What you are asked to do => Rewrite the items below, replacing every "Found at" with "Located at" and leaving everything else unchanged.

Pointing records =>
□ □ □ □ □

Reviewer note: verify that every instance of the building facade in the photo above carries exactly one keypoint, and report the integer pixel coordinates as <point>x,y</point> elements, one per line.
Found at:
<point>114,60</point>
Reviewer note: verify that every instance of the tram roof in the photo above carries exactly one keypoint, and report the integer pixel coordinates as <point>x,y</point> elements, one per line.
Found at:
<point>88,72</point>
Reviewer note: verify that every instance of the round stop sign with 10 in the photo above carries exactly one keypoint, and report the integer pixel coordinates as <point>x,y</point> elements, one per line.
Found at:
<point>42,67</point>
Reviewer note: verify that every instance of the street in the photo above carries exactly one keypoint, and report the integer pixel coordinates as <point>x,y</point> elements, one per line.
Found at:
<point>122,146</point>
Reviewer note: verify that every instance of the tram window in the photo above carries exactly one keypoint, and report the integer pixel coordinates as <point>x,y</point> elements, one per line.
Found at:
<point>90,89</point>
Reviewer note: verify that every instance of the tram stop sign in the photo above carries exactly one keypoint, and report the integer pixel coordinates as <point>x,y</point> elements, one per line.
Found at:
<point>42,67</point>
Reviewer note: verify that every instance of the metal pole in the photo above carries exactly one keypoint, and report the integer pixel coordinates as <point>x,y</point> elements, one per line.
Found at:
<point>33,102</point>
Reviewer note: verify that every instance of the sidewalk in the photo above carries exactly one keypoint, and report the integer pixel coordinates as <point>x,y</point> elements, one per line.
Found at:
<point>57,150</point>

□ □ □ □ □

Result =>
Reviewer note: verify that every instance of the building facade in the photo above carries exactly one keypoint, and report the integer pixel coordinates as <point>x,y</point> elements, one per line.
Located at:
<point>114,60</point>
Reviewer note: verify that every instance of the tram roof in the photo above carries exactly one keypoint, and report the integer pixel coordinates as <point>x,y</point> elements, one per line.
Located at:
<point>88,72</point>
Reviewer note: verify that every instance of the round stop sign with 10 in the photo above carries exactly one keypoint, and report the integer pixel coordinates as <point>x,y</point> elements, one per line.
Located at:
<point>42,67</point>
Reviewer note: verify that every instance of the street in the photo above carries exactly one keypoint, and report the integer pixel coordinates as <point>x,y</point> elements, one per line.
Located at:
<point>122,146</point>
Reviewer note: verify that every instance of the tram window in the photo above carries exactly one keypoint, and report the integer pixel coordinates as <point>x,y</point> elements, one per line.
Located at:
<point>90,89</point>
Reviewer note: verify that every instance of the tram stop sign in the photo above carries exactly one keypoint, and report the integer pixel coordinates as <point>x,y</point> elements, one per line.
Located at:
<point>42,67</point>
Reviewer note: verify that every instance of the metal pole in the photo above carries exactly one keypoint, and report the integer pixel coordinates as <point>x,y</point> elements, one per line.
Located at:
<point>33,102</point>
Reviewer note: verify that every instance of the sidewalk in the photo above carries exactly one keypoint, and report the integer pixel coordinates as <point>x,y</point> elements, one per line.
Located at:
<point>57,150</point>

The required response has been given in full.